• Document segment:
The wooden parts of the interior doors are complete. According to the blueprints, the inner doors are hollow-core types, with sheets of SUPER-thin birch plywood glued over blocks of spruce. My dad and I generally followed the blueprints, though we strengthened the doors a bit by enforcing the hinge and latch areas, as well as using a traditional arch-block. Here are the doors' innards:

ImageImageImage

You can kind of make out the innards of the original doors in this picture from Memphis Belle's radio room, taken by Karl Hauffe back in 79.

Image

It's kind of funny (and annoying) that the blueprints so readily shift back and forth from decimal to fraction. In working on some of the door charts, I agonized over one mathematical conversion only to discover that it was the same size as the chart above - it had only been written out differently. I digress. My wife is working on these charts, and while I had hoped to show them already, the scarcity of sources means that she's having to rebuild a lot more than expected. This one, in particular, is a toughy: it's the CG chart.

Image

I also took the time to clean-up what hardware we already had. We do not have enough hardware to outfit all the doors just yet. We have two front plates, one rear plate, and one handle. We could make-do with other parts, but it would not be accurate. The biggie right now is door hinges, of which we have none. There are also two picture frames that mount on the cockpit door (one 10 1/8 by 5 5/8 and one 10 1/8 by 8 1/8). I have also gone ahead and ordered all the screws will need - after all, Phillips head screws are forbidden! You can see a comparison of the cleaned plates here: (the plate without the curve is the one that goes on the side of the door with the aluminum border)

Image

Anyways, here are the completed doors sitting in my living room.

Image

We have not finished installing the hardware nor have we attached the charts to the doors yet. The folder on the cockpit door is the Flight Reports Folder. Karl Hauffe was able to provide me with the measurements for this as the blueprints did not list dimensions - only parts. We also took the time to build the tail gunner's crawlway hatch. As far as I know, only Memphis Belle still has one installed. The hardware for this, naturally, is virtually nonexistant. It's some sort of slide-bolt with a wooden knob mounted beside the latch. The hinges are supposed to be small affairs that just barely screw on to the door. Regardless, this door is mounted directly behind the tail wheel.

• Jobs:
(a) Which pieces of door hardware do the door-building notes say are already on hand?
(b) In the door-building notes, who provided the measurements for the Flight Reports Folder?
(c) Print everything in the door-building notes from "ImageImageImage" down to "back in 79.".

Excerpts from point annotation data
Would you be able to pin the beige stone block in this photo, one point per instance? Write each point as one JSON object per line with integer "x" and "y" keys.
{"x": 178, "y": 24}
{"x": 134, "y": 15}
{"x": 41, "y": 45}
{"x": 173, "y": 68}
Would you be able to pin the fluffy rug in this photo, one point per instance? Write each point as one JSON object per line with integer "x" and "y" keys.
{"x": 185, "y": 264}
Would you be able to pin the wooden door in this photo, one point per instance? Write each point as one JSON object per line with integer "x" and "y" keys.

• Solutions in order:
(a) Two front plates, one rear plate, and one handle.

(b) Karl Hauffe.

(c)
ImageImageImage

You can kind of make out the innards of the original doors in this picture from Memphis Belle's radio room, taken by Karl Hauffe back in 79.